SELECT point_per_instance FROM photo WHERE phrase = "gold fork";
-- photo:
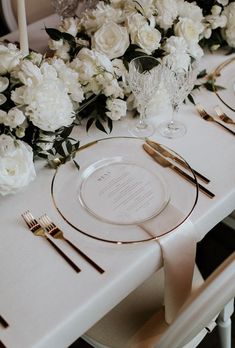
(202, 112)
(37, 230)
(225, 118)
(57, 233)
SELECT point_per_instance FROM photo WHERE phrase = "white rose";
(167, 12)
(187, 29)
(16, 165)
(111, 39)
(29, 74)
(61, 47)
(69, 25)
(45, 141)
(148, 38)
(175, 44)
(4, 83)
(10, 57)
(103, 13)
(179, 61)
(13, 118)
(90, 63)
(117, 108)
(190, 10)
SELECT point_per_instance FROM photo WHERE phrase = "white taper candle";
(22, 25)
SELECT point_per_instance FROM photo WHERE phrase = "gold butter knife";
(165, 163)
(168, 154)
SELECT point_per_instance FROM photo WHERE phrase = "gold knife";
(166, 153)
(165, 163)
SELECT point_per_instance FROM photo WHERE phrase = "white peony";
(111, 39)
(46, 101)
(10, 57)
(229, 31)
(117, 108)
(70, 77)
(13, 118)
(16, 165)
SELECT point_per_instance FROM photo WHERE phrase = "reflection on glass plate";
(119, 190)
(226, 79)
(122, 192)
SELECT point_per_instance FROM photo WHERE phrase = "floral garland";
(42, 99)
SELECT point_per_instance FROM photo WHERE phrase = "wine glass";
(65, 8)
(143, 79)
(178, 85)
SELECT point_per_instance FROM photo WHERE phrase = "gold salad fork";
(37, 230)
(57, 233)
(225, 118)
(202, 112)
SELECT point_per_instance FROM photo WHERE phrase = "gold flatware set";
(202, 112)
(44, 227)
(160, 155)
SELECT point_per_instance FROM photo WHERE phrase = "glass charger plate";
(226, 79)
(118, 189)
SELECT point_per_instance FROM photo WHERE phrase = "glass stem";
(175, 109)
(142, 124)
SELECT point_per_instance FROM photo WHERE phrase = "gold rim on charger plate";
(119, 242)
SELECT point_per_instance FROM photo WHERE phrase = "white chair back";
(205, 304)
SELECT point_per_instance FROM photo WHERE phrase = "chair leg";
(224, 324)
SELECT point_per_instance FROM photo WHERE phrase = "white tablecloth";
(45, 302)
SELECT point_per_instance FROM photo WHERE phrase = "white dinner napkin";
(178, 252)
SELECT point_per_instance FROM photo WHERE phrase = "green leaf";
(54, 34)
(190, 97)
(110, 125)
(202, 74)
(76, 164)
(89, 123)
(100, 126)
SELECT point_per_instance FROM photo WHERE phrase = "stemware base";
(172, 130)
(142, 130)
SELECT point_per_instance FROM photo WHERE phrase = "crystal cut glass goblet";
(143, 79)
(179, 84)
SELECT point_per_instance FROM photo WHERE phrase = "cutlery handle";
(192, 181)
(199, 175)
(80, 252)
(65, 257)
(222, 125)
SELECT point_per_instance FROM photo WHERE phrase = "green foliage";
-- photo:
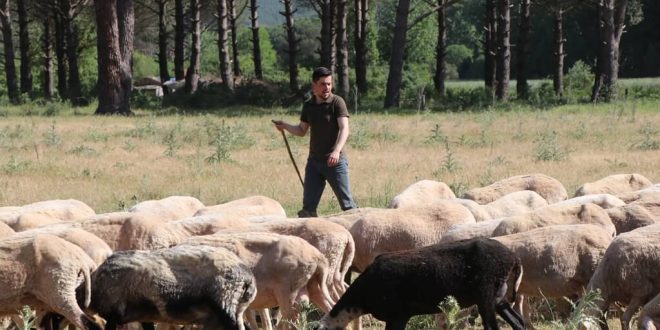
(452, 314)
(422, 49)
(578, 81)
(648, 142)
(456, 55)
(27, 317)
(51, 137)
(223, 139)
(268, 54)
(144, 65)
(437, 136)
(83, 150)
(14, 165)
(450, 163)
(546, 147)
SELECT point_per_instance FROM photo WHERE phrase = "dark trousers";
(317, 172)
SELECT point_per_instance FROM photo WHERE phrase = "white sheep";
(615, 184)
(421, 193)
(549, 188)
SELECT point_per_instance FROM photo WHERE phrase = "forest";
(394, 53)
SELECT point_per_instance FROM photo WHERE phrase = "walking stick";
(288, 148)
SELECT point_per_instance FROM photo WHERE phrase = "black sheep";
(399, 285)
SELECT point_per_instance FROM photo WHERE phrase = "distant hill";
(269, 12)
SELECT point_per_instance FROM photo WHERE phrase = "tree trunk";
(223, 47)
(71, 37)
(47, 73)
(24, 45)
(126, 25)
(361, 21)
(192, 75)
(232, 20)
(440, 50)
(256, 46)
(503, 49)
(293, 45)
(10, 67)
(109, 58)
(162, 42)
(611, 16)
(179, 40)
(396, 59)
(326, 53)
(522, 87)
(343, 86)
(60, 55)
(558, 79)
(490, 47)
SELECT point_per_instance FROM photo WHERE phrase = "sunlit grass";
(112, 162)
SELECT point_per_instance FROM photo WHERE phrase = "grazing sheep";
(515, 203)
(386, 230)
(642, 212)
(459, 232)
(558, 260)
(478, 211)
(649, 318)
(606, 201)
(399, 285)
(615, 184)
(555, 215)
(169, 208)
(113, 227)
(287, 268)
(246, 207)
(182, 285)
(422, 193)
(43, 271)
(628, 272)
(5, 230)
(331, 239)
(93, 246)
(632, 196)
(549, 188)
(49, 212)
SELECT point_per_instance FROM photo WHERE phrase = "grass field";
(111, 163)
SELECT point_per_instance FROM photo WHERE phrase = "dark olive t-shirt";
(322, 120)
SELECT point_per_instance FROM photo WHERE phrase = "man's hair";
(320, 72)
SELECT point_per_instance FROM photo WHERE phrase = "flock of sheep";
(177, 261)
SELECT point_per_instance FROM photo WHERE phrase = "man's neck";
(319, 100)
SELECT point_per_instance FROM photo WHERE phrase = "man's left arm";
(342, 136)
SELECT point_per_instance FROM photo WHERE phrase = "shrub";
(578, 81)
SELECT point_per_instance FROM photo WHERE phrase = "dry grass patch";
(111, 163)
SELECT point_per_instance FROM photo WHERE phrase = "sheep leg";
(487, 312)
(650, 311)
(633, 306)
(288, 309)
(510, 316)
(266, 320)
(396, 324)
(251, 317)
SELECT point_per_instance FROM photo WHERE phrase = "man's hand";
(278, 124)
(333, 158)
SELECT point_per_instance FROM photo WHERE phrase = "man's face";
(322, 88)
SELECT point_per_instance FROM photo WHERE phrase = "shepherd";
(326, 115)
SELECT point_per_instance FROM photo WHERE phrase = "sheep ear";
(584, 211)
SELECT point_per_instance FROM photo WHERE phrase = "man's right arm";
(297, 130)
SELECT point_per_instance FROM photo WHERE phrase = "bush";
(578, 81)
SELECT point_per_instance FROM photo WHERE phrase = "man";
(326, 115)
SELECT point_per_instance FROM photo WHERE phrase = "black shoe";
(307, 214)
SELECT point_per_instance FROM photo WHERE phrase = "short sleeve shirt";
(322, 120)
------------------------------------------------
▸ **TASK DIRECTIONS**:
Transcribe the whole listing exactly. Pictures are excluded.

▸ **THE RESPONSE**:
SELECT point_per_instance FROM photo WHERE phrase = "gold fork";
-- photo:
(202, 112)
(37, 230)
(225, 118)
(57, 233)
SELECT point_per_instance FROM photo WHERE phrase = "white rose";
(167, 12)
(187, 29)
(16, 165)
(111, 39)
(29, 74)
(61, 47)
(69, 25)
(45, 141)
(148, 38)
(175, 44)
(4, 83)
(10, 57)
(103, 13)
(179, 61)
(13, 118)
(90, 63)
(117, 108)
(190, 10)
SELECT point_per_instance FROM photo WHERE phrase = "white taper candle";
(22, 25)
SELECT point_per_instance FROM photo WHERE phrase = "gold butter knife";
(165, 163)
(168, 154)
SELECT point_per_instance FROM photo WHERE phrase = "gold knife";
(166, 153)
(165, 163)
SELECT point_per_instance FROM photo WHERE phrase = "white peony";
(111, 39)
(46, 101)
(10, 57)
(229, 31)
(117, 108)
(70, 77)
(13, 118)
(16, 165)
SELECT point_per_instance FROM photo WHERE phrase = "reflection on glass plate";
(119, 190)
(226, 79)
(122, 192)
SELECT point_per_instance FROM photo WHERE phrase = "floral garland";
(42, 99)
SELECT point_per_instance FROM photo WHERE phrase = "wine glass";
(65, 8)
(143, 79)
(178, 85)
SELECT point_per_instance FROM photo WHERE phrase = "gold salad fork";
(37, 230)
(57, 233)
(225, 118)
(202, 112)
SELECT point_per_instance FROM photo WHERE phrase = "gold flatware set";
(202, 112)
(44, 227)
(160, 155)
SELECT point_per_instance FROM photo WHERE phrase = "glass charger plate";
(226, 79)
(118, 189)
SELECT point_per_instance FROM photo WHERE phrase = "glass stem";
(175, 109)
(142, 124)
SELECT point_per_instance FROM photo WHERE phrase = "gold rim on charger plate";
(119, 242)
SELECT point_per_instance FROM photo WHERE phrase = "white chair back";
(205, 304)
SELECT point_per_instance FROM photo WHERE phrase = "chair leg";
(224, 324)
SELECT point_per_instance FROM photo WHERE phrase = "white tablecloth";
(45, 302)
SELECT point_per_instance FROM photo WHERE phrase = "white dinner napkin";
(178, 252)
SELECT point_per_instance FROM photo WHERE phrase = "green leaf";
(54, 34)
(190, 97)
(110, 125)
(202, 74)
(76, 164)
(89, 123)
(100, 126)
SELECT point_per_instance FROM photo WHERE phrase = "stemware base";
(172, 130)
(142, 130)
SELECT point_per_instance FROM photo WHERE phrase = "crystal cut glass goblet";
(143, 79)
(179, 84)
SELECT point_per_instance FROM photo WHERE phrase = "cutlery handle";
(192, 181)
(199, 175)
(80, 252)
(65, 257)
(222, 125)
SELECT point_per_instance FROM photo WHERE phrase = "green foliage";
-- photo:
(452, 314)
(422, 49)
(578, 81)
(648, 142)
(456, 55)
(27, 317)
(51, 137)
(223, 139)
(268, 54)
(144, 65)
(437, 136)
(83, 150)
(14, 165)
(450, 163)
(546, 147)
SELECT point_per_instance FROM photo WHERE phrase = "dark trousers";
(317, 172)
SELECT point_per_instance FROM photo WHERE phrase = "white sheep";
(615, 184)
(421, 193)
(549, 188)
SELECT point_per_instance FROM photo WHERE phrase = "forest";
(394, 53)
SELECT point_per_instance FROM photo WHERE phrase = "walking stick";
(288, 148)
SELECT point_per_instance FROM photo WHERE phrase = "black sheep";
(399, 285)
SELECT point_per_instance FROM photo WHERE phrase = "distant hill";
(269, 12)
SELECT point_per_instance FROM photo WHERE phrase = "tree trunk";
(223, 47)
(71, 37)
(47, 73)
(24, 45)
(126, 25)
(361, 21)
(192, 75)
(232, 20)
(440, 50)
(256, 46)
(503, 49)
(293, 45)
(10, 67)
(109, 58)
(162, 42)
(611, 16)
(179, 40)
(396, 59)
(326, 53)
(522, 87)
(343, 86)
(60, 55)
(558, 79)
(490, 47)
SELECT point_per_instance FROM photo WHERE phrase = "sunlit grass";
(112, 162)
SELECT point_per_instance FROM photo WHERE phrase = "grazing sheep";
(515, 203)
(386, 230)
(642, 212)
(459, 232)
(558, 260)
(478, 211)
(649, 318)
(606, 201)
(399, 285)
(615, 184)
(555, 215)
(169, 208)
(113, 227)
(287, 268)
(246, 207)
(182, 285)
(422, 193)
(43, 271)
(628, 272)
(5, 230)
(331, 239)
(93, 246)
(632, 196)
(549, 188)
(49, 212)
SELECT point_per_instance FROM photo WHERE phrase = "grass field";
(111, 163)
SELECT point_per_instance FROM photo WHERE phrase = "dark olive t-shirt";
(322, 120)
SELECT point_per_instance FROM photo WHERE phrase = "man's hair";
(320, 72)
SELECT point_per_instance FROM photo WHERE phrase = "flock of sheep";
(177, 261)
SELECT point_per_instance FROM photo WHERE phrase = "man's neck";
(319, 100)
SELECT point_per_instance FROM photo WHERE phrase = "man's left arm";
(342, 136)
SELECT point_per_instance FROM photo WHERE phrase = "shrub";
(578, 81)
SELECT point_per_instance FROM photo WHERE phrase = "dry grass patch";
(111, 163)
SELECT point_per_instance FROM photo WHERE phrase = "sheep leg";
(487, 312)
(650, 311)
(633, 306)
(288, 309)
(510, 316)
(266, 320)
(396, 324)
(251, 317)
SELECT point_per_instance FROM photo WHERE phrase = "man's hand";
(278, 124)
(333, 158)
SELECT point_per_instance FROM photo WHERE phrase = "man's face";
(322, 88)
SELECT point_per_instance FROM photo WHERE phrase = "shepherd";
(326, 115)
SELECT point_per_instance FROM photo WHERE phrase = "sheep ear";
(584, 211)
SELECT point_per_instance FROM photo WHERE phrase = "man's right arm";
(297, 130)
SELECT point_per_instance FROM photo WHERE phrase = "bush";
(578, 81)
SELECT point_per_instance FROM photo WHERE phrase = "man";
(326, 115)
SELECT point_per_instance FROM photo WHERE phrase = "black shoe";
(307, 214)
SELECT point_per_instance FROM photo WHERE phrase = "short sleeve shirt";
(322, 120)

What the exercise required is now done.